Stated problem: Rewrite the part of the listing below that opens with the line containing "Where can the man" and runs through the end of the listing as a numbered list, leaving out any blank lines.

## START Dataset extract

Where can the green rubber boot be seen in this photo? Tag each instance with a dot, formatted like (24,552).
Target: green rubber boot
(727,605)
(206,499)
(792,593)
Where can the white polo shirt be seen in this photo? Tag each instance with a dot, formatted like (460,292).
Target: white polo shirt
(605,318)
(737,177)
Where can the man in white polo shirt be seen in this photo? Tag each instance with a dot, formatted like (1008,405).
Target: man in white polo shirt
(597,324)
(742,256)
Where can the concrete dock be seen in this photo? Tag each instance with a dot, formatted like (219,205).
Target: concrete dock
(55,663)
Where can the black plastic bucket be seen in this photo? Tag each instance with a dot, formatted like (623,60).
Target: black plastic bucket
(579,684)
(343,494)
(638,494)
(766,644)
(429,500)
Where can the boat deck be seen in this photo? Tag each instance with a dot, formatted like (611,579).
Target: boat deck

## END Dataset extract

Response to the task:
1. Where can the man in white polo shirt be seen in this photo? Tag each instance with a dot, formatted like (1008,405).
2. Target: man in white polo shirt
3. (597,324)
4. (742,256)
5. Where can the concrete dock be seen in this photo? Tag each instance with a dot, formatted like (219,205).
6. Target: concrete dock
7. (55,663)
8. Where can the black plastic bucket be seen in this photo? Tag each instance with a dot, formatted like (623,60).
9. Target: black plastic bucket
10. (579,684)
11. (343,494)
12. (638,494)
13. (766,644)
14. (429,500)
15. Where can the boat deck be seen in this photo? Tag each instance with a dot, formatted like (611,579).
16. Target: boat deck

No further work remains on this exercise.